Pulled data lines
[BEGIN]

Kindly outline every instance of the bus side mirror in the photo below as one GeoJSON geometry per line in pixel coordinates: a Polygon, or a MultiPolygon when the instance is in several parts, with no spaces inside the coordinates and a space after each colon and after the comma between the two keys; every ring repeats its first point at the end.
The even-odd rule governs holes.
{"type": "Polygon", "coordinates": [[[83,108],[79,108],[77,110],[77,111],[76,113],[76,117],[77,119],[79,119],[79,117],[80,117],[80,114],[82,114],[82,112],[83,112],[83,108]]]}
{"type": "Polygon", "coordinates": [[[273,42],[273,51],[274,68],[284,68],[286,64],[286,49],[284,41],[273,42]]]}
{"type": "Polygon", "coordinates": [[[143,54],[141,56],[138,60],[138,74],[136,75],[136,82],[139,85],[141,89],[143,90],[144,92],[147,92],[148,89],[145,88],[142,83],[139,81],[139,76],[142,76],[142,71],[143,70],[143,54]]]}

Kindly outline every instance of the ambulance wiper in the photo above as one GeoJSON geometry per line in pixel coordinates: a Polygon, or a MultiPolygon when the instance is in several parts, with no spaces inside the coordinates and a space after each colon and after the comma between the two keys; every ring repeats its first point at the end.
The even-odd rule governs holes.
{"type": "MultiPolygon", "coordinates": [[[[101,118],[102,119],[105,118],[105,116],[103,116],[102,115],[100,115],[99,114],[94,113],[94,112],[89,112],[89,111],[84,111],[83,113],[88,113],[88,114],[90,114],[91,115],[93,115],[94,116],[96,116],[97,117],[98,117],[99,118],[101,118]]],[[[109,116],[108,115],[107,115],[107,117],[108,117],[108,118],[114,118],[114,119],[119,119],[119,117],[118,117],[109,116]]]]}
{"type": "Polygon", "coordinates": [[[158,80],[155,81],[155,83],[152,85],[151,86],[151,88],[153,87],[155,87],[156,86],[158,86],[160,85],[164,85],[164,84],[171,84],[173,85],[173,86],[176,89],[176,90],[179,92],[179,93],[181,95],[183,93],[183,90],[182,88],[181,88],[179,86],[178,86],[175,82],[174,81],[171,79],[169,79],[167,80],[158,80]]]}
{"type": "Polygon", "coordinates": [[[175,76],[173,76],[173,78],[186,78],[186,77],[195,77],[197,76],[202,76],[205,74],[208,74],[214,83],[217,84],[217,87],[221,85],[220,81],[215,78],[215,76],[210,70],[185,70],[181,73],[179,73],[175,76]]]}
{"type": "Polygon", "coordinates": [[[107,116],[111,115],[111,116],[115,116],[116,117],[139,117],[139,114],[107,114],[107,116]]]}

[END]

Task ::
Rename "pixel coordinates" to "image coordinates" everywhere in the lines above, and write all of the lines out again with nothing else changed.

Full output ::
Kindly outline every instance of the bus side mirror in the photo below as one GeoJSON geometry per line in image coordinates: a Polygon, or a MultiPolygon when the instance is in several parts, with no spaces inside the coordinates and a space after each colon and after the comma between the two keys; every ring repeats its first point at the end.
The even-odd rule governs holes.
{"type": "Polygon", "coordinates": [[[83,108],[79,108],[77,110],[77,111],[76,113],[76,117],[77,119],[79,119],[79,117],[80,117],[80,114],[82,114],[82,112],[83,112],[83,108]]]}
{"type": "Polygon", "coordinates": [[[273,42],[273,51],[274,68],[284,68],[286,64],[286,49],[284,41],[273,42]]]}
{"type": "Polygon", "coordinates": [[[143,54],[141,56],[138,60],[138,74],[136,75],[136,82],[139,85],[141,89],[143,90],[144,92],[147,92],[148,89],[145,88],[142,83],[139,81],[139,76],[142,76],[142,71],[143,70],[143,54]]]}

Kindly outline every instance of the ambulance wiper in the photo above as one GeoJSON geometry per line in image coordinates: a Polygon, or a MultiPolygon when the instance is in several parts, with no spaces inside the coordinates and a space after each colon and after the comma between the two keys; every ring repeats its first point at the end.
The even-odd rule governs holes.
{"type": "MultiPolygon", "coordinates": [[[[101,118],[102,119],[105,118],[105,116],[103,116],[102,115],[100,115],[99,114],[94,113],[94,112],[89,112],[89,111],[84,111],[83,113],[88,113],[88,114],[90,114],[91,115],[93,115],[94,116],[96,116],[97,117],[98,117],[99,118],[101,118]]],[[[109,116],[108,115],[107,115],[107,117],[108,117],[108,118],[114,118],[114,119],[119,119],[119,117],[118,117],[109,116]]]]}
{"type": "Polygon", "coordinates": [[[158,80],[155,81],[155,83],[152,85],[151,86],[151,88],[153,87],[155,87],[156,86],[158,86],[160,85],[164,85],[164,84],[171,84],[173,85],[173,86],[176,89],[176,90],[179,92],[179,93],[181,95],[183,93],[183,90],[182,88],[181,88],[179,86],[178,86],[175,82],[174,81],[171,79],[169,79],[167,80],[158,80]]]}
{"type": "Polygon", "coordinates": [[[175,76],[173,76],[173,78],[186,78],[186,77],[195,77],[197,76],[202,76],[205,74],[208,74],[214,83],[217,84],[217,87],[221,85],[220,81],[215,78],[215,76],[210,70],[185,70],[181,73],[179,73],[175,76]]]}
{"type": "Polygon", "coordinates": [[[107,116],[111,115],[111,116],[115,116],[116,117],[139,117],[139,114],[107,114],[107,116]]]}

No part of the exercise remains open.